Labels for points on objects
§ §

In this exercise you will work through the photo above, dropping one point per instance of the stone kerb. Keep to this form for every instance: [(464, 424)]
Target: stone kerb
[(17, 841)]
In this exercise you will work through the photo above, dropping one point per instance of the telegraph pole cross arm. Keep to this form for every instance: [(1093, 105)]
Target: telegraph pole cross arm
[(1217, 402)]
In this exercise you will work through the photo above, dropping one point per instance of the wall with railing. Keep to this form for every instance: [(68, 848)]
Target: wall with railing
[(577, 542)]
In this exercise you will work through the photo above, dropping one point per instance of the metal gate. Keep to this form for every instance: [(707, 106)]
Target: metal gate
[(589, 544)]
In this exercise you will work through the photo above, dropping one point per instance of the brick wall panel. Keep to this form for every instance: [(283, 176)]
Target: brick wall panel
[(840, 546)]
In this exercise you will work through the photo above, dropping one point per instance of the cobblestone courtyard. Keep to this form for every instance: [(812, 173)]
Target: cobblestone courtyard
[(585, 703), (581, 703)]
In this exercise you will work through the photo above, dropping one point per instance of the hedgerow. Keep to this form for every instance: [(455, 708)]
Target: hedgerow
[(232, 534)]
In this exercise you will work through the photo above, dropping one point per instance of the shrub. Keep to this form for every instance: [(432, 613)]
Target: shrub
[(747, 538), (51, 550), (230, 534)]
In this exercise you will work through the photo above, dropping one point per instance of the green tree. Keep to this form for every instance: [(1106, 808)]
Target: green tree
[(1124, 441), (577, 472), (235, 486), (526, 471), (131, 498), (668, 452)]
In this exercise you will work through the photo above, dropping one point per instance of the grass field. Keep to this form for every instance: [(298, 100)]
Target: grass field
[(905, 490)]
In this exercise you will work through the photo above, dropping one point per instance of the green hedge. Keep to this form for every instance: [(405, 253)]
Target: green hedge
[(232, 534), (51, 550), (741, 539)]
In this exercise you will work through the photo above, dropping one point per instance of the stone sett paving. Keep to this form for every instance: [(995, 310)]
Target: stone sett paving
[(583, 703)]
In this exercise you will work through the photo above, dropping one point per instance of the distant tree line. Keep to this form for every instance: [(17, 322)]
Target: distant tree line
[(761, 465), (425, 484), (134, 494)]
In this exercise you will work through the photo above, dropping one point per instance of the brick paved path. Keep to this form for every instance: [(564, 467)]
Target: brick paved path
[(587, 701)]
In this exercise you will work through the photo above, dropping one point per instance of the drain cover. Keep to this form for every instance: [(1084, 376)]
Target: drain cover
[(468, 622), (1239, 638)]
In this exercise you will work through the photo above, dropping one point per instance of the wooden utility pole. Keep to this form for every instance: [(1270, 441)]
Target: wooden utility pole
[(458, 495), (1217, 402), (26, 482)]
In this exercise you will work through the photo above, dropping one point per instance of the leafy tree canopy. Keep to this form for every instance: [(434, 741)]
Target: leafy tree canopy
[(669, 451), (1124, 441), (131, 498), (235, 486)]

§ §

> Written request
Rewrite all of the material above, putting "placing a single point" wherever "dropping one point" appears and leaving everything else unchanged.

> Output of the exercise
In this exercise you will work through the photo above, placing a single point per instance of the stone kerb. Keep to this form for every instance: [(464, 424)]
Target: stone kerb
[(17, 841)]
In this exercise you will work through the photo above, placing a single point per instance of the telegraph pole cross arm. Keep to this form for every instance: [(1093, 105)]
Target: telegraph pole cross arm
[(1217, 402)]
In this exercise you will work through the photo above, placing a single point per instance of the wall with railing. Keep to this form for every instance: [(68, 848)]
Target: wall with railing
[(577, 542)]
In this exercise you will work through the photo above, placing a single point per instance of the metal gate. Keep to this form for every instance: [(707, 106)]
Target: metal gate
[(589, 544)]
In this exercise you will work through the photo above, placing a single point per instance of the brick wall panel. Keep to this form for every instance: [(283, 176)]
Target: brick wall panel
[(840, 546)]
In this exercise you will work through the photo above, placing a single point per instance of the cobblestone courtyard. Keep to this form for every instance: [(812, 173)]
Target: cobblestone courtyard
[(585, 703), (581, 703)]
In this exercise you will work through the photo above, placing a single point per instance of the hedgerow. Keep to this form for every instance: [(455, 708)]
Target: hedgerow
[(232, 534)]
In this exercise you will work through the photo above, placing a single point per instance of the shrub. Keep to this form for every instance: [(432, 613)]
Target: shrub
[(747, 538), (51, 550), (230, 534)]
In this exercise you will work through the photo above, placing a single point per instance of the green tree. Keep to this form for every instance: [(1106, 808)]
Target: green tree
[(1124, 441), (577, 472), (235, 486), (526, 471), (131, 498), (668, 452)]
In this exercise you will work through the photo above, placing a single point per instance of the grass field. Keep to this form for every instance: [(298, 100)]
Target: grass field
[(905, 490)]
In this exercise you will work through the photo above, placing a single point per instance of the green hedge. Keep to this form for every instance: [(405, 253)]
Target: green hedge
[(232, 534), (51, 550), (741, 539)]
In this exercise you will work through the photo above, placing a single point per instance of the stone sett paving. Keep to this form for every instance: [(995, 310)]
Target: stone sett paving
[(583, 703)]
In this exercise you will work through the photo above, placing a single point per instance of the distant tree line. Keep to this form for every instance: [(17, 322)]
Target: distant tree line
[(761, 465), (425, 484), (134, 494)]
In this exercise you will work through the photo above, placing a single point per instance of the brick paved path. Keep to this form for every instance: [(564, 467)]
Target: brick paved path
[(587, 701)]
In this exercise you will work through the photo above, placing a single point per instance of the drain cover. Keep to this form for every instance: [(1084, 376)]
Target: drain cover
[(468, 622), (1239, 638)]
In this exercise you will work through the photo above, placing a single point per instance of the wooden utility pole. Keep to this form for every instance: [(1270, 441)]
Target: wooden utility pole
[(458, 495), (1217, 402), (26, 482)]
In this exercise you will work through the photo above, placing a single point per instance of the leafy tree canopy. Keep to this form for every instance: [(434, 741)]
Target: leafy tree canopy
[(669, 451), (1124, 441), (131, 498), (235, 486)]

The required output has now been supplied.